## Exercise input
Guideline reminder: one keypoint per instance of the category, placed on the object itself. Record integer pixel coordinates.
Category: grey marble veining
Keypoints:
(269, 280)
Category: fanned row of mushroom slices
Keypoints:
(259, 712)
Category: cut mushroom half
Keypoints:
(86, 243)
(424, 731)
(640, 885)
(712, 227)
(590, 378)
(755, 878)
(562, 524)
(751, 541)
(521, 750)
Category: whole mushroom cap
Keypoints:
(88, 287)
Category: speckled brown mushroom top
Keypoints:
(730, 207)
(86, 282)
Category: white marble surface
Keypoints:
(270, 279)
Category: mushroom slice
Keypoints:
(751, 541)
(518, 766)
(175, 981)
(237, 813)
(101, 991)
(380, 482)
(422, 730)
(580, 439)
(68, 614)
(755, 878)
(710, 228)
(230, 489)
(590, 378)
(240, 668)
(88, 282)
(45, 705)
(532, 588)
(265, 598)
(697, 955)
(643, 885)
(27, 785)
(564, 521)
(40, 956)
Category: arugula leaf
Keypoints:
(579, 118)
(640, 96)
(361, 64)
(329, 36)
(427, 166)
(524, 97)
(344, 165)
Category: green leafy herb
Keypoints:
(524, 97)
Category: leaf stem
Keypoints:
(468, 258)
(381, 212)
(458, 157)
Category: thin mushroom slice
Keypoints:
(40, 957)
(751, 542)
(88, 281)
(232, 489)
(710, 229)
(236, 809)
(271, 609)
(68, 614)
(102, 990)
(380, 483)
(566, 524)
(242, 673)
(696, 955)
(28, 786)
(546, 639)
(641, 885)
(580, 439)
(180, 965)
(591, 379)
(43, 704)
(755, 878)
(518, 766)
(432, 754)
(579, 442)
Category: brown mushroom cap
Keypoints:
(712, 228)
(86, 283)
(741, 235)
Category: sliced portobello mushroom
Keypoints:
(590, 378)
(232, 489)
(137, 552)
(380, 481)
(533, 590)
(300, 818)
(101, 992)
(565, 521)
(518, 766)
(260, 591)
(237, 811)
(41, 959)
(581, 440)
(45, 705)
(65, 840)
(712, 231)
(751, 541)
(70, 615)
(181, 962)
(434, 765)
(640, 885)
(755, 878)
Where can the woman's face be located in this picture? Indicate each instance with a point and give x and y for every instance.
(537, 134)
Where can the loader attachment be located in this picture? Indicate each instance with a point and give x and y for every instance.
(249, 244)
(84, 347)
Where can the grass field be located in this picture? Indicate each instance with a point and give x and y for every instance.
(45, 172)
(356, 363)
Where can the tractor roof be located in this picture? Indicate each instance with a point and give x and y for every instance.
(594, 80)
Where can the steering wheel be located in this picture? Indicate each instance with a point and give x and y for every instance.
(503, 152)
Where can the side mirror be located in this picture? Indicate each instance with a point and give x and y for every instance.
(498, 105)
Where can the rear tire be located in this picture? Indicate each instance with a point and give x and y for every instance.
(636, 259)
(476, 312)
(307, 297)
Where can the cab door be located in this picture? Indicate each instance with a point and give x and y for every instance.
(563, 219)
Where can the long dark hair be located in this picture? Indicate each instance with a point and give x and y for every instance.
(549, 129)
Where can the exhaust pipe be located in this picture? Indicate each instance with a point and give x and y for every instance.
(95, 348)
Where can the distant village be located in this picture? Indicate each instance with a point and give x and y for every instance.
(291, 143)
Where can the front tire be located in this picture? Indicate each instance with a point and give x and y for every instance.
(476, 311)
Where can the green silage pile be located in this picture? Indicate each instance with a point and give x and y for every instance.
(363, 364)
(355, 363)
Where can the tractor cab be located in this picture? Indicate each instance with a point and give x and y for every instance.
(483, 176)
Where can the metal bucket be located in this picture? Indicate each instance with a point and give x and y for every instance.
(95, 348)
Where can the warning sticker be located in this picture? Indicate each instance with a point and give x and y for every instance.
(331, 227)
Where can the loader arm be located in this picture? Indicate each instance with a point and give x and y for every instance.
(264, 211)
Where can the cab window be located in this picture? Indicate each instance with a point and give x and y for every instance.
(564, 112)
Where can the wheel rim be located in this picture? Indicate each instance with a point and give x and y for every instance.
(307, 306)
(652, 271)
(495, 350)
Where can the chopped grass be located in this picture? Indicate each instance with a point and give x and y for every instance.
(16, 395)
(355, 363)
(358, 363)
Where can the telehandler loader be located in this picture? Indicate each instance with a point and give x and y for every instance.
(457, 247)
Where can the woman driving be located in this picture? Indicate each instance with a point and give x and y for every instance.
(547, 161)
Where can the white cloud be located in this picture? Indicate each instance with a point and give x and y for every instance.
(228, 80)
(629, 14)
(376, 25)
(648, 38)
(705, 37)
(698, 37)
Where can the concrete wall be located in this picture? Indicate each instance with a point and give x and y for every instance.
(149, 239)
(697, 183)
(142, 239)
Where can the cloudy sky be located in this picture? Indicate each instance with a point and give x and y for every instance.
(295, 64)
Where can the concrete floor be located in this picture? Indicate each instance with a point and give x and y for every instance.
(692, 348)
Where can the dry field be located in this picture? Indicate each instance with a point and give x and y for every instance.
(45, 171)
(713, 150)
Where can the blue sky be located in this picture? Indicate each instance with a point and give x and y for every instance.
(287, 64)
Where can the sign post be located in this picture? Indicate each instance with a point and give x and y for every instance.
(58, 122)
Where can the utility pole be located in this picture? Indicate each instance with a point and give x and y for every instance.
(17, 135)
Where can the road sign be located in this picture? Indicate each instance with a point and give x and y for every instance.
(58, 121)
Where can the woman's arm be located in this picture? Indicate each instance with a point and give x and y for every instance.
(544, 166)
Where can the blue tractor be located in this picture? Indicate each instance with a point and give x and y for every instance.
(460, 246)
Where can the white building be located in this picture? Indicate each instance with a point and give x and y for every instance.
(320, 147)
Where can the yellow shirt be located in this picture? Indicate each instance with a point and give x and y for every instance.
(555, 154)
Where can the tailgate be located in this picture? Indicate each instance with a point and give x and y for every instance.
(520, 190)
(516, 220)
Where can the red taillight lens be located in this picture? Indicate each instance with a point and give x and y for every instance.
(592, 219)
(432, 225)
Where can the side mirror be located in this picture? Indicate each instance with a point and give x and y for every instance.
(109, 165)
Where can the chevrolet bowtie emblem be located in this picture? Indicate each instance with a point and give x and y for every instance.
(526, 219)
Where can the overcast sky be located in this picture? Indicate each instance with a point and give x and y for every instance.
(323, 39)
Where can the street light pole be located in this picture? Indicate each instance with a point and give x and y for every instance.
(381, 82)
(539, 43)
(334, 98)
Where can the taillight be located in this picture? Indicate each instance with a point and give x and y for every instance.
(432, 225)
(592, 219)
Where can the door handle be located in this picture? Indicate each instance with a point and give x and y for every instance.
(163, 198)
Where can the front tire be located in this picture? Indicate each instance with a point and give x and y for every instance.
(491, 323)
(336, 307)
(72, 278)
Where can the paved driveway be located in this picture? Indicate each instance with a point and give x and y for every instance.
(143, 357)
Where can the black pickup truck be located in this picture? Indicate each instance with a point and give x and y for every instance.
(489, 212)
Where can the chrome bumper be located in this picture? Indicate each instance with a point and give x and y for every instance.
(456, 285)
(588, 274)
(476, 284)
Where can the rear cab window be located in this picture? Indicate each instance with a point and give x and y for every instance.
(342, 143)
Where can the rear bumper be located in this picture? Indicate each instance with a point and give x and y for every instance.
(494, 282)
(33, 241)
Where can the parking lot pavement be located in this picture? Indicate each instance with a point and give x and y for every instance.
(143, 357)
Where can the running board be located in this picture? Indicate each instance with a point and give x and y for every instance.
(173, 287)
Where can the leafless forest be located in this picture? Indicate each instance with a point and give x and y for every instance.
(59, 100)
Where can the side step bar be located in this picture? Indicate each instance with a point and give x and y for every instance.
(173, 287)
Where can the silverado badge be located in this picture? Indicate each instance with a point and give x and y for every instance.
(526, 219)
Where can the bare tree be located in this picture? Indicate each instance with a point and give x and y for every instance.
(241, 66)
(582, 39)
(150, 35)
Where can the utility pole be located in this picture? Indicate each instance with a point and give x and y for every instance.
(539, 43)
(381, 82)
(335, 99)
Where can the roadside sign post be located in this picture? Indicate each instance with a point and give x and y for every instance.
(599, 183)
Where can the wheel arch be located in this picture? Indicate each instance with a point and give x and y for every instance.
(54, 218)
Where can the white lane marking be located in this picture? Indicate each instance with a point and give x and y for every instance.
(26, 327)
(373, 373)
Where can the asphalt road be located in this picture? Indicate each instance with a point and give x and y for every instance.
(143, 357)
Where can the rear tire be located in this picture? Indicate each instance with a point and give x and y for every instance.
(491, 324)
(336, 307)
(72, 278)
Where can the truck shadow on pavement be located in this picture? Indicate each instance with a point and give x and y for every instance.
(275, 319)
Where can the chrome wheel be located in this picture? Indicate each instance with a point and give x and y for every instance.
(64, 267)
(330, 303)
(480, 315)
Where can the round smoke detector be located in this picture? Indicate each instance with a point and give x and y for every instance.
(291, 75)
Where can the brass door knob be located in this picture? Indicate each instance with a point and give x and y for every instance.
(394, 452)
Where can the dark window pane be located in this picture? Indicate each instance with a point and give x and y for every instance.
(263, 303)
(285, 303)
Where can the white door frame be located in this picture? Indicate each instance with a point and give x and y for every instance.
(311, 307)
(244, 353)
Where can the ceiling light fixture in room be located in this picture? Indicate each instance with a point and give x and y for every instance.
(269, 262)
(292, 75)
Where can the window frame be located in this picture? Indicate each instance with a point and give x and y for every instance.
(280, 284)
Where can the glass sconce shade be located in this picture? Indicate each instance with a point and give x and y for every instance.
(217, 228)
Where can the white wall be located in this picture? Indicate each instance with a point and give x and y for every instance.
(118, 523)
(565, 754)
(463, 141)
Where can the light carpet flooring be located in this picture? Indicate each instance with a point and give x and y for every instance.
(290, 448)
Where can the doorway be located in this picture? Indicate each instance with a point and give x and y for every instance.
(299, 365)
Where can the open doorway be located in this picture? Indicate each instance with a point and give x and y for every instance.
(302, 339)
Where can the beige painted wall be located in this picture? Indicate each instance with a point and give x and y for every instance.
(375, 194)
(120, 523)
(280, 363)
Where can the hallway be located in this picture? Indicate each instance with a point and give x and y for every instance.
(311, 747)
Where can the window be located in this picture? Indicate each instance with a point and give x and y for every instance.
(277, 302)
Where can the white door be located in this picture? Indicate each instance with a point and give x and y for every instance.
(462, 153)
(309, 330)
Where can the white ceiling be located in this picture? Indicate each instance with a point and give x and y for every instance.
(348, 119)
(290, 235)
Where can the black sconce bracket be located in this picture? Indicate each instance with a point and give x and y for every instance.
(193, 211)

## Task objective
Reproduce, word for word, every line starting at the line that contains "Where can the ceiling" and ending with the final line of the entries.

## Full output
Where can the ceiling light fixture in room be located in this picture? Indicate each instance with a point and give x and y for every instance.
(269, 262)
(292, 75)
Where can the window frame be located in this picture? Indicate each instance with a point and give x and y for every instance.
(280, 284)
Where can the glass sconce shade be located in this picture? Indicate each instance with a point and give x and y for every instance.
(217, 228)
Where can the white wall be located in this picture? Indicate each instance with a point and give x and y for every instance.
(118, 523)
(565, 754)
(463, 141)
Where can the light carpet flooring be located in this picture? Indicate each instance with a point and give x and y for every instance.
(290, 448)
Where can the doorway be located in this picture? Indicate each instance with a point and give x and y for every instance.
(299, 365)
Where can the open doorway be located in this picture? Indicate each instance with a point and give x and y for every instance.
(302, 339)
Where can the beige painted wall be located in this picture? Indicate each instance with a point and give x and y for every instance.
(375, 194)
(120, 523)
(280, 363)
Where can the hallway be located in this picture? Indicate each instance with a point and give x and y for every instance.
(311, 747)
Where can the window be located in this picture? Indicate each instance with a point and give x and y for every instance.
(277, 302)
Where can the white door be located in this picture? Indicate each instance with a point and give x and y for every instance.
(462, 153)
(309, 330)
Where can the white ceiling be located in this picture? Indicate each instance with a point and give x and y for every instance.
(348, 119)
(290, 235)
Where can the black sconce bracket be located in this picture? Indicate each instance with a point and give x and y for every instance.
(193, 211)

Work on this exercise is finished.